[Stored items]
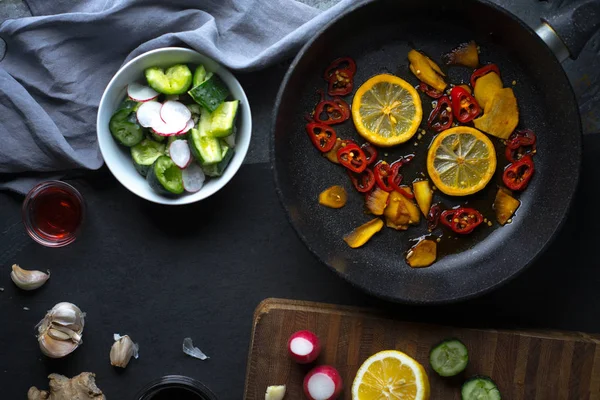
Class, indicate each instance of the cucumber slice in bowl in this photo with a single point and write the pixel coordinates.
(480, 388)
(174, 80)
(210, 93)
(145, 153)
(449, 358)
(165, 177)
(124, 127)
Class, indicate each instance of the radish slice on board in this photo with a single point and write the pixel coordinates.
(323, 383)
(193, 177)
(141, 93)
(304, 347)
(149, 113)
(162, 129)
(180, 153)
(175, 113)
(190, 124)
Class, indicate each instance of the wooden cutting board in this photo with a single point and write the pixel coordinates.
(525, 365)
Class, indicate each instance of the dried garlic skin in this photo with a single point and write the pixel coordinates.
(122, 351)
(28, 279)
(61, 330)
(190, 350)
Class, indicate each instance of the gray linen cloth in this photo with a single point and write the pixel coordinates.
(59, 61)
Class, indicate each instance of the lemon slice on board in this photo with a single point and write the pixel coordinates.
(390, 375)
(386, 110)
(461, 161)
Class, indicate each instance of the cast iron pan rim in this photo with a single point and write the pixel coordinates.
(404, 300)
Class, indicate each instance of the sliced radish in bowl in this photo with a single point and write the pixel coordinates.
(190, 124)
(141, 93)
(175, 113)
(149, 113)
(323, 383)
(180, 153)
(304, 347)
(193, 177)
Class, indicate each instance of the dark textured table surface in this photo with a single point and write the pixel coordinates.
(160, 274)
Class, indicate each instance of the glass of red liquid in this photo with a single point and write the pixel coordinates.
(53, 213)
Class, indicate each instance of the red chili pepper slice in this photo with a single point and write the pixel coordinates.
(462, 220)
(343, 63)
(343, 106)
(433, 217)
(323, 136)
(370, 152)
(441, 117)
(352, 157)
(330, 112)
(429, 91)
(483, 71)
(464, 106)
(518, 174)
(395, 178)
(383, 172)
(364, 181)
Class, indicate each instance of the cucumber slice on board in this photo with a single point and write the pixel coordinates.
(174, 80)
(199, 75)
(145, 153)
(223, 119)
(165, 177)
(215, 170)
(480, 388)
(210, 93)
(124, 127)
(206, 150)
(449, 358)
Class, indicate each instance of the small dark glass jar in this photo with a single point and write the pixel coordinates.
(177, 387)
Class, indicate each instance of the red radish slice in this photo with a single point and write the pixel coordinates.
(141, 93)
(323, 383)
(175, 113)
(193, 177)
(180, 153)
(148, 113)
(304, 347)
(190, 124)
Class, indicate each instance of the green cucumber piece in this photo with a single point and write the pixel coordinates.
(210, 93)
(165, 177)
(125, 129)
(480, 388)
(174, 80)
(157, 138)
(449, 358)
(216, 170)
(223, 119)
(206, 150)
(145, 153)
(199, 75)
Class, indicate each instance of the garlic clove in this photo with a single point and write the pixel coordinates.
(122, 351)
(54, 348)
(59, 333)
(69, 315)
(276, 392)
(28, 279)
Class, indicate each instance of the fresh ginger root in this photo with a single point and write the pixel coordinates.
(80, 387)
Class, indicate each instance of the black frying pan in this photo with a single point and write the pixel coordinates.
(378, 35)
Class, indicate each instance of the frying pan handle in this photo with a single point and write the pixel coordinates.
(567, 32)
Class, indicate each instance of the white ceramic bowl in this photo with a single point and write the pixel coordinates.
(118, 158)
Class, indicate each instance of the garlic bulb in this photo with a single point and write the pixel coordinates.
(122, 351)
(28, 280)
(59, 333)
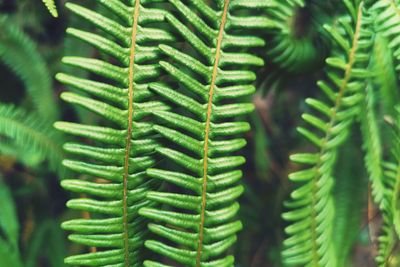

- **Problem statement**
Shift every coordinate in the answers up by 93 and write out again the part of the records that opens with the line containing "Class, indicate each instance of the fresh" and closes at the end of the records, with the requests included and the pictures left out.

- **Output below**
Class, indicate each instance of the fresh ginger root in this photo with a single point and write the pixel coordinates.
(173, 480)
Class, indicate each instance of the black frying pan in this photo with a single point and write the pixel coordinates.
(471, 128)
Class, indicate each instance of the frying pan handle in this photo with a single point and write the pixel coordinates.
(660, 125)
Class, indicate each instance of the white ceramic bowl in this photo with a single point and write the pixel coordinates.
(211, 251)
Class, indicate each instance of the garlic bulb in this photo with a single point and write the pixel coordinates.
(215, 444)
(121, 373)
(152, 426)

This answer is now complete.